Dataset entries
-------------------------
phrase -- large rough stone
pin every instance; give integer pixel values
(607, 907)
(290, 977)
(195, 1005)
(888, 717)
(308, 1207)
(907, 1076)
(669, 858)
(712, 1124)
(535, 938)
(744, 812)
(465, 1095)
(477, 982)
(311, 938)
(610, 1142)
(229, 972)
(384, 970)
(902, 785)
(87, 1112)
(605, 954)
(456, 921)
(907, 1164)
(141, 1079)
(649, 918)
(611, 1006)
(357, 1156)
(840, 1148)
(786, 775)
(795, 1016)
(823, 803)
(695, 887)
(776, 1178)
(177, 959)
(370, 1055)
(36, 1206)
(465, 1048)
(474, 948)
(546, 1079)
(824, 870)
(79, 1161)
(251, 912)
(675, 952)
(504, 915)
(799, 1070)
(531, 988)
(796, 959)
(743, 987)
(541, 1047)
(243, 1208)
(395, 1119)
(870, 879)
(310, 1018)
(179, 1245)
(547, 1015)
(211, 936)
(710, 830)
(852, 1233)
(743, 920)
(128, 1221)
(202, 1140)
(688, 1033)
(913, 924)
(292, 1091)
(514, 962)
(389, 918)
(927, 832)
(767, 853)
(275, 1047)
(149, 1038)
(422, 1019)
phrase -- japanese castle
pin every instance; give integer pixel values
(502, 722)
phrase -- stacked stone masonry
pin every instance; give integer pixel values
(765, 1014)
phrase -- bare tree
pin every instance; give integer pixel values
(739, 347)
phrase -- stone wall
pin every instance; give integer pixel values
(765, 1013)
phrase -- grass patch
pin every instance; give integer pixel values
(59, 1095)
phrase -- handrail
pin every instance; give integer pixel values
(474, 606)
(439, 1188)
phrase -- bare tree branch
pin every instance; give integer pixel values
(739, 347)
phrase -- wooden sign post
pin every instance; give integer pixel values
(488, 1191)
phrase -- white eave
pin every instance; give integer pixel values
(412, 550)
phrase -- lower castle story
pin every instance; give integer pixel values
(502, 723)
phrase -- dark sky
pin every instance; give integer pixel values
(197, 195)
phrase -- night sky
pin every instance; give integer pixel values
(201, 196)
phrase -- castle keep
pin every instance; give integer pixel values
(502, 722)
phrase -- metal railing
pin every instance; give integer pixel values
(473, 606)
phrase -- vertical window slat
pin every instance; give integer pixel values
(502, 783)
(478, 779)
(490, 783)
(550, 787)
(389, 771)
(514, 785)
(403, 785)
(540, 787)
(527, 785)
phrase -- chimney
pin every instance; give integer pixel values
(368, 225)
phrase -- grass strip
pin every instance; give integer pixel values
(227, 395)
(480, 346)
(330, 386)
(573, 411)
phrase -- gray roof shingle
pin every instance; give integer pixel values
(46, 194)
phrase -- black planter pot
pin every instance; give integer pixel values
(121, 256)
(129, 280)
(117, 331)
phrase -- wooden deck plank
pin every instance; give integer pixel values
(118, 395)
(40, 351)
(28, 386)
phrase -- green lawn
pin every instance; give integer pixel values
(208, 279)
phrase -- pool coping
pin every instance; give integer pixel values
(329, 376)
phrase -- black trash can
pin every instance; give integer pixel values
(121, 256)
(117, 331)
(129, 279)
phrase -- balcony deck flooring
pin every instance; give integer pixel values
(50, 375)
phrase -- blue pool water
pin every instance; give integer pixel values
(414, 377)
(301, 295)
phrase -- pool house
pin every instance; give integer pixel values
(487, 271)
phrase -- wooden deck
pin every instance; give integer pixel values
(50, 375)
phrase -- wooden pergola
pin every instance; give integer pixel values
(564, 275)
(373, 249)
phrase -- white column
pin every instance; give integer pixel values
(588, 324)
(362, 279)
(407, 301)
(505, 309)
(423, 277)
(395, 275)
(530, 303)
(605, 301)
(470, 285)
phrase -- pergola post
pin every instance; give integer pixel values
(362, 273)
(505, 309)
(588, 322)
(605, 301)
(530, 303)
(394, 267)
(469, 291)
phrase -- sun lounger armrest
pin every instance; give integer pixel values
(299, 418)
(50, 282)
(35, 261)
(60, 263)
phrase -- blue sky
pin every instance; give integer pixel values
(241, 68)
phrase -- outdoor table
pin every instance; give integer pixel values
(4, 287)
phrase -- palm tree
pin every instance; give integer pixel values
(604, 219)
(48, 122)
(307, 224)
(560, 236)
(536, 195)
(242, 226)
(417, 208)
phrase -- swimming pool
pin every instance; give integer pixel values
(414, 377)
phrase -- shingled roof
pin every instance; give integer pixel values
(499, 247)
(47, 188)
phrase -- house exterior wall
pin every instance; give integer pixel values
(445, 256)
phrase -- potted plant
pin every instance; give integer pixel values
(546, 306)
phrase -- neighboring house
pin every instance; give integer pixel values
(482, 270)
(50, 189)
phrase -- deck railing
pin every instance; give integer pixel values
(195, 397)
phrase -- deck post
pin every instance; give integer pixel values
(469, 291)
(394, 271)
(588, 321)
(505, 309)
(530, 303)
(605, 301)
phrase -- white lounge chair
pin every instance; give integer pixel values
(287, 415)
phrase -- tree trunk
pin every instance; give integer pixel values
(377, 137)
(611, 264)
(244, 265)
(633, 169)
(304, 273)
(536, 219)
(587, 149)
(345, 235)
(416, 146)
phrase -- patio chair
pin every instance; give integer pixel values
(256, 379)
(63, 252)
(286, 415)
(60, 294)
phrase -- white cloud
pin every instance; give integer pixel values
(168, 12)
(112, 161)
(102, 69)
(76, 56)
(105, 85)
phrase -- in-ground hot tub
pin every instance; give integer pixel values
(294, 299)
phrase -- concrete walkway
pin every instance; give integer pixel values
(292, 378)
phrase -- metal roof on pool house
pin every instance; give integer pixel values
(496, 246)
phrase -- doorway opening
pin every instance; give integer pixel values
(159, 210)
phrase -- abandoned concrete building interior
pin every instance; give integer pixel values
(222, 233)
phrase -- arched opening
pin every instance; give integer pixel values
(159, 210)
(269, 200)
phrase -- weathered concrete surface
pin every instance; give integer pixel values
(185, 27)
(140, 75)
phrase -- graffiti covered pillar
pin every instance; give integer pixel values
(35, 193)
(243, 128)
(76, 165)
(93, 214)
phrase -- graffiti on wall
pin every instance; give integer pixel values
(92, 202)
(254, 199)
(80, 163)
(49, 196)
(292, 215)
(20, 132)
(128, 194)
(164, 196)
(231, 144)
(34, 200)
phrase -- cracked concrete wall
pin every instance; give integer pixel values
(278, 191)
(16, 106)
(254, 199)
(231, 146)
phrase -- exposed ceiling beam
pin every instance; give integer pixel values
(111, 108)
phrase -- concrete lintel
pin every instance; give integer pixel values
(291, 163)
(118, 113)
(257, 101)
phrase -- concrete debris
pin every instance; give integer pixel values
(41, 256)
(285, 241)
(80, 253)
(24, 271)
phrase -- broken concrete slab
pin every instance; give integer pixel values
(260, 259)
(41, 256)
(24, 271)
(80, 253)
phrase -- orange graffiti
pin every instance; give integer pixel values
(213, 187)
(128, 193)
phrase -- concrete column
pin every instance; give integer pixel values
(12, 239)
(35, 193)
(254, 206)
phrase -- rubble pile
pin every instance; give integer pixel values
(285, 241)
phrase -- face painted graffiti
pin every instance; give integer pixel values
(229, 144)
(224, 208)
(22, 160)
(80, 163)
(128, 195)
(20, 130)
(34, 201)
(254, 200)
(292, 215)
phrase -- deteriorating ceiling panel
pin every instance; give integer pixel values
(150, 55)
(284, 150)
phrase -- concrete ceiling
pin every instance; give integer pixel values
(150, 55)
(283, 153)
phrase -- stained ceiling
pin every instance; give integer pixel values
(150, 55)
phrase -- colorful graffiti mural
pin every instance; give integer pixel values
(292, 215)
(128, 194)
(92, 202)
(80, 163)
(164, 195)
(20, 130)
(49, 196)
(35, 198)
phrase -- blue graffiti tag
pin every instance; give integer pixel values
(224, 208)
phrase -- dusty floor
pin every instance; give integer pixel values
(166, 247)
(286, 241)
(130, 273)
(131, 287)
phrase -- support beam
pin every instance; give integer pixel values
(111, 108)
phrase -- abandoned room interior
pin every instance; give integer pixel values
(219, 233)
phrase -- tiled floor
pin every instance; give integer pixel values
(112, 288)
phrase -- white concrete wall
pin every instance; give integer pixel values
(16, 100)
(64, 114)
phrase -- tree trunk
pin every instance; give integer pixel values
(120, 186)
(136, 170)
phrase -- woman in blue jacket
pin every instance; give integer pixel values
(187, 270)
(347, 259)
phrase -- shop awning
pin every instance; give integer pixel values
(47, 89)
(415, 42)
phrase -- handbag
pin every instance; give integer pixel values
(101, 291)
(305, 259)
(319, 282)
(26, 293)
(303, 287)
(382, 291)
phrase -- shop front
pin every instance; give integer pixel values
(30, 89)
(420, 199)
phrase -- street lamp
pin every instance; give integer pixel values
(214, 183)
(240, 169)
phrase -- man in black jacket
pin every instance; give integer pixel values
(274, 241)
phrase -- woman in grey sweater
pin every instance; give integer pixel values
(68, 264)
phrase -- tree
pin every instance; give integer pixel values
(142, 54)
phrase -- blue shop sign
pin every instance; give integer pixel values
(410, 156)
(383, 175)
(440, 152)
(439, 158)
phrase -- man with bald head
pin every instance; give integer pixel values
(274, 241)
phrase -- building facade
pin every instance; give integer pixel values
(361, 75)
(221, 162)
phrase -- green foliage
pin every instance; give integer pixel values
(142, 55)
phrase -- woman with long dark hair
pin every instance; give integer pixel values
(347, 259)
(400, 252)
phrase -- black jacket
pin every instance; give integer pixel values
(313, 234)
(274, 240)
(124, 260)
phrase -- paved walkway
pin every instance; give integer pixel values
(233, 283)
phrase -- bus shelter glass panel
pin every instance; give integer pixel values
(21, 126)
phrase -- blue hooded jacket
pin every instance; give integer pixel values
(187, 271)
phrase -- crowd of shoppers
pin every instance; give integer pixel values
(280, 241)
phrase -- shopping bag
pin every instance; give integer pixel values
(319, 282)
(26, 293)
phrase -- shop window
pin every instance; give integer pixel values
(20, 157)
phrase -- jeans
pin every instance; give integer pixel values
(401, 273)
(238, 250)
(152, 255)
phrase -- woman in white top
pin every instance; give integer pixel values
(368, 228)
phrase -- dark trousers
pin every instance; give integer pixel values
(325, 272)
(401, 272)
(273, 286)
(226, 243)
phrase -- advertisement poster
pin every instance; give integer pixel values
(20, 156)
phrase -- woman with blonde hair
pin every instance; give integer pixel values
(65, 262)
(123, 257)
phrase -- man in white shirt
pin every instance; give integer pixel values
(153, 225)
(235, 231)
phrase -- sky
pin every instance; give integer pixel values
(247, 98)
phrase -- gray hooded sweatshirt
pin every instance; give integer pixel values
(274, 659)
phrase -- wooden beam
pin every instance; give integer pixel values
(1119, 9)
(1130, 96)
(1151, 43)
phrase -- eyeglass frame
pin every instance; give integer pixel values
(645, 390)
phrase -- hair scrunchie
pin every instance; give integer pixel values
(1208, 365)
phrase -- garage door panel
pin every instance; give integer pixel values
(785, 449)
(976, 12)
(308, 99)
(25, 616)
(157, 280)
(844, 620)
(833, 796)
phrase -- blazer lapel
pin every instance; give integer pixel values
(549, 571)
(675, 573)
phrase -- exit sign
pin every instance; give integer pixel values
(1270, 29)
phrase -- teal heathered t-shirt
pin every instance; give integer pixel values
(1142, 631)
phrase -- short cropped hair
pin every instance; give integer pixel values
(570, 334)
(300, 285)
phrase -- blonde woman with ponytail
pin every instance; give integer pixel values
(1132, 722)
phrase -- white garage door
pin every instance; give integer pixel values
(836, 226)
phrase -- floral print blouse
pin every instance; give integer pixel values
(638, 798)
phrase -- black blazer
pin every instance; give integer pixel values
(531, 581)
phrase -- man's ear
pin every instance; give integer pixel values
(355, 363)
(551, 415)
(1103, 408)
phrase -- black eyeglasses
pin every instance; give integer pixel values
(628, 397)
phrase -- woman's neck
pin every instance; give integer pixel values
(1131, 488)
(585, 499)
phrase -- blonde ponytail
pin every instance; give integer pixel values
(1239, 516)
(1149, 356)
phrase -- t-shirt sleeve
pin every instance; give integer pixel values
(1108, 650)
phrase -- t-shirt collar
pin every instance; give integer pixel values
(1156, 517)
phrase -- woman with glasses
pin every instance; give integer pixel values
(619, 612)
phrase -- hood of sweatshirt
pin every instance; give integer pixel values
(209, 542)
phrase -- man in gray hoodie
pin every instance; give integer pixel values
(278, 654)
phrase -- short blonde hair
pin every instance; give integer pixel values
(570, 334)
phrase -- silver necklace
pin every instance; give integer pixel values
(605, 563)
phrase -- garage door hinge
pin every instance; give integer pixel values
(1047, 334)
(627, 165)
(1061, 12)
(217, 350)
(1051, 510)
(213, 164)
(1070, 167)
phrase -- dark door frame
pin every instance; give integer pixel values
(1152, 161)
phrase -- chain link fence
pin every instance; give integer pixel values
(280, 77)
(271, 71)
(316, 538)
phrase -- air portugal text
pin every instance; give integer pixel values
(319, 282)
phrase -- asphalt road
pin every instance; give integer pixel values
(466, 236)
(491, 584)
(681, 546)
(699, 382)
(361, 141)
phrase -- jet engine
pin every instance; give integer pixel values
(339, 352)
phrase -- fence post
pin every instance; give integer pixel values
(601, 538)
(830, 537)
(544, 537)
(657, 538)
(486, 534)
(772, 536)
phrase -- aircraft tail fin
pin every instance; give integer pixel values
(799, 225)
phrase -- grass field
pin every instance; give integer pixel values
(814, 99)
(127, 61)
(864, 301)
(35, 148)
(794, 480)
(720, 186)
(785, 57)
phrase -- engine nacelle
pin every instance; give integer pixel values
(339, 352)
-------------------------
GOAL OF THE EXERCISE: Please arrange the listing above as a numbered list, starting with the line that contains "phrase -- garage door hinge" and going on through the last line of the listing, with blank lines left out.

PROBLEM SOLUTION:
1. phrase -- garage door hinge
2. pin every instance; give integer pixel values
3. (1047, 334)
4. (627, 165)
5. (1061, 12)
6. (217, 350)
7. (1051, 510)
8. (213, 164)
9. (1070, 167)
10. phrase -- dark door frame
11. pin every instance; give integer pixel values
12. (1152, 161)
13. phrase -- chain link fence
14. pin every instance; give integer pixel values
15. (280, 77)
16. (271, 71)
17. (316, 538)
18. phrase -- air portugal text
19. pin every instance; give integer pixel values
20. (319, 282)
21. phrase -- asphalt road
22. pin every instance; give integer pixel values
23. (466, 236)
24. (491, 584)
25. (681, 546)
26. (699, 382)
27. (361, 141)
28. phrase -- jet engine
29. pin every instance; give integer pixel values
30. (339, 352)
31. phrase -- fence post
32. pin every instance; give integer pixel values
33. (601, 538)
34. (830, 537)
35. (544, 537)
36. (657, 538)
37. (486, 534)
38. (772, 536)
39. phrase -- aircraft tail fin
40. pin every instance; give integer pixel values
41. (799, 225)
42. phrase -- grass field
43. pin every instance; give integer pixel values
44. (814, 99)
45. (127, 61)
46. (864, 301)
47. (35, 148)
48. (794, 480)
49. (720, 186)
50. (785, 57)
51. phrase -- engine nacelle
52. pin every instance; give integer pixel values
53. (339, 352)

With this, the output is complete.